The Rebels put forth one of their best pitching performances of the season and shocked Texas A&M with a late rally in the series opener. Ole Miss scored two in the bottom of the eighth and beat the third-ranked Aggies, 4-3, in Oxford.

Game two is at 4 p.m. on Saturday. The win moves Ole Miss into 11th place in the SEC — one game ahead of LSU and two ahead of Missouri in the league standings. Auburn and one the others won’t make the SEC Tournament.

The Rebels (26-23, 10-15) need at least 13 regular season league wins to have a puncher’s chance at an NCAA Regional berth. After Friday, that means a 3-2 finish in the two games against the Aggies and three in Baton Rouge against LSU. There’s also a midweek remaining at Southern Miss.

Ole Miss’ RPI moved to 23 after the win.

“I’m really proud of them,” Mike Bianco said. “They kept fighting and really pitched well. Showed a lot of toughness.”

Texas A&M (41-9, 16-9) has lost three of four on its SEC two-weekend road trip after falling in two of three at LSU. The Aggies are 8-7 on the road and 33-3 in home and neutral site games.

Riley Maddox had his wisdom teeth removed on Monday after developing an infection. Mike Bianco was concerned Maddox wouldn’t be able to pitch, even asking the medical team if there was a workaround, but Maddox recovered quickly for his best outing of the season, given the opponent.

“Riley has been far better than his numbers,” Bianco said. “Between defense and run support we’ve let him down.”

The junior gave up three runs — just two earned — in six innings with seven strikeouts and three walks. He threw 66 of 98 pitches for strikes and used a sweeper for the first time this season, a slider-type wipeout pitch that former Rebel Jack Dougherty suggested he use along with his cutter.

Maddox and the Ole Miss staff have worked to make him more athletic with his delivery, which on Friday returned his velocity closer to the mid 90s similar to before Tommy John surgery in 2022.

“Maddox pitched his ass off,” Jackson Ross said.

> _WHAT THE TASK ASKS_: Condense the paragraph of the baseball game report that begins "The Rebels (26-23, 10-15) need" into a short bulleted list that keeps its main facts.

[Referring-expression pointing data]
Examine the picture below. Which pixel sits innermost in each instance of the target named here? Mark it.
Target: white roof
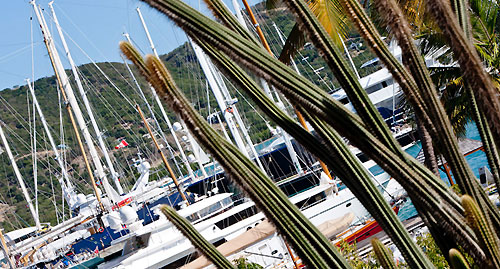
(13, 235)
(193, 208)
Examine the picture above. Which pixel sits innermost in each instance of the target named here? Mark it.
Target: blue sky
(95, 25)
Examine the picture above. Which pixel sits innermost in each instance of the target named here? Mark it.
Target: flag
(122, 144)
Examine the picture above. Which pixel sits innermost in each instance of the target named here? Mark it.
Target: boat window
(241, 215)
(374, 88)
(226, 202)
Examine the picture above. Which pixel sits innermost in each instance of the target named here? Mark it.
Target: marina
(94, 153)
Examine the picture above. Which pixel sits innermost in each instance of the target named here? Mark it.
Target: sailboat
(124, 225)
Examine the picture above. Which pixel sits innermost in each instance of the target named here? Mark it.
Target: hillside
(118, 119)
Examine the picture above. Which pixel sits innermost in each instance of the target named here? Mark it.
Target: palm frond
(294, 42)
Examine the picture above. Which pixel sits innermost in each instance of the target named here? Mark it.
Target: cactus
(383, 255)
(198, 241)
(313, 248)
(337, 156)
(484, 231)
(457, 260)
(428, 192)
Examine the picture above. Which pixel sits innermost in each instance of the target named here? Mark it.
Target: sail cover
(264, 230)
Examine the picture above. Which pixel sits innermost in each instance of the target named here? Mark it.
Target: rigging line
(92, 61)
(115, 114)
(20, 118)
(6, 57)
(32, 51)
(141, 93)
(102, 72)
(244, 98)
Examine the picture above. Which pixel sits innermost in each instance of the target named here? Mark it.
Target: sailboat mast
(266, 46)
(19, 178)
(97, 131)
(160, 105)
(160, 130)
(48, 43)
(66, 185)
(172, 175)
(66, 86)
(236, 114)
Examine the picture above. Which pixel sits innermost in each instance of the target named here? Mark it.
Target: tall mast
(266, 46)
(65, 185)
(97, 131)
(160, 130)
(236, 114)
(68, 96)
(172, 175)
(160, 105)
(19, 178)
(221, 101)
(33, 150)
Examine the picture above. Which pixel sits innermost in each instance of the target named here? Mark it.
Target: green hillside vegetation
(119, 120)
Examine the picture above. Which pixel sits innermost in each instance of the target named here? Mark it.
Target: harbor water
(475, 160)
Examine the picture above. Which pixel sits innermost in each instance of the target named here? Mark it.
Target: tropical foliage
(439, 207)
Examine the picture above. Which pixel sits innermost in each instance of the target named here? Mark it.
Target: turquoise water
(475, 160)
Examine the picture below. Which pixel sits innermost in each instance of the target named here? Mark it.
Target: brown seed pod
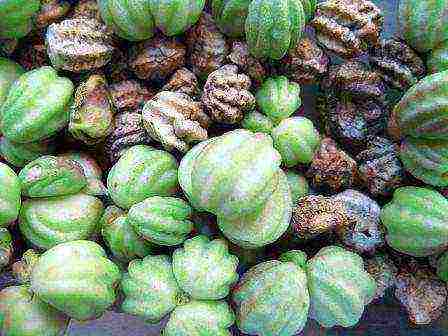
(183, 81)
(347, 27)
(175, 120)
(226, 95)
(397, 63)
(91, 113)
(241, 57)
(306, 62)
(207, 47)
(314, 215)
(127, 131)
(332, 170)
(129, 95)
(380, 169)
(78, 44)
(157, 58)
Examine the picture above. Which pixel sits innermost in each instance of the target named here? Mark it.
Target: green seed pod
(173, 17)
(142, 172)
(131, 20)
(162, 220)
(15, 17)
(272, 299)
(92, 172)
(416, 220)
(423, 23)
(77, 279)
(192, 265)
(200, 318)
(23, 268)
(230, 16)
(257, 122)
(9, 72)
(52, 176)
(296, 139)
(278, 98)
(120, 237)
(23, 314)
(6, 247)
(36, 106)
(91, 113)
(9, 201)
(232, 175)
(46, 222)
(442, 267)
(274, 26)
(264, 227)
(339, 287)
(150, 289)
(19, 154)
(298, 185)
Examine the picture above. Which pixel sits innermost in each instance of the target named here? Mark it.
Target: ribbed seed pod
(78, 44)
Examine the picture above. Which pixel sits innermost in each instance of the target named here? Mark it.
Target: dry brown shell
(314, 215)
(348, 27)
(157, 58)
(422, 294)
(207, 47)
(183, 81)
(306, 62)
(397, 63)
(332, 170)
(127, 131)
(175, 120)
(129, 95)
(226, 95)
(78, 44)
(248, 64)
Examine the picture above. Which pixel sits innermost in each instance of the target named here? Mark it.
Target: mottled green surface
(120, 237)
(37, 106)
(423, 23)
(205, 269)
(230, 16)
(273, 26)
(298, 185)
(296, 139)
(278, 98)
(51, 176)
(442, 267)
(173, 17)
(23, 314)
(92, 172)
(339, 287)
(142, 172)
(162, 220)
(19, 154)
(264, 227)
(9, 201)
(257, 122)
(15, 17)
(231, 175)
(272, 299)
(131, 20)
(9, 72)
(150, 289)
(76, 278)
(46, 222)
(416, 221)
(200, 318)
(6, 247)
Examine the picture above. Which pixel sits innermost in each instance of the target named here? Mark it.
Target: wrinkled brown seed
(226, 95)
(175, 120)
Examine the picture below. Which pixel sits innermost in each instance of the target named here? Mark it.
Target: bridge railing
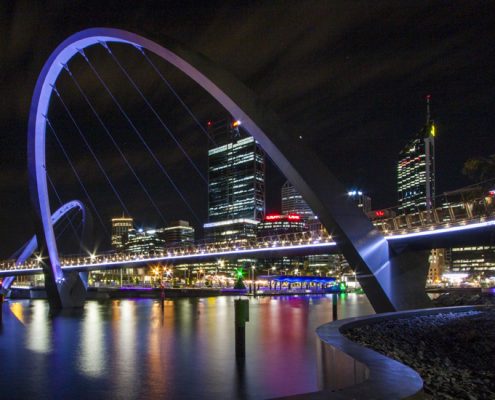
(478, 209)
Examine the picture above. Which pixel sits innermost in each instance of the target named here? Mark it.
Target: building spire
(428, 97)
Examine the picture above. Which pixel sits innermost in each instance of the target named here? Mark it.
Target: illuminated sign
(278, 217)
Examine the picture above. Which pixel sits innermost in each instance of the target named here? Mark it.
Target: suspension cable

> _WRITTEN SOLUTION_:
- Ole Miss is 26-23 overall and 10-15 in league play.
- The Rebels need at least 13 regular-season league wins to have a puncher's chance at an NCAA Regional berth.
- After Friday, that means going 3-2 over the two remaining games against the Aggies and three games against LSU in Baton Rouge.
- A midweek game at Southern Miss also remains.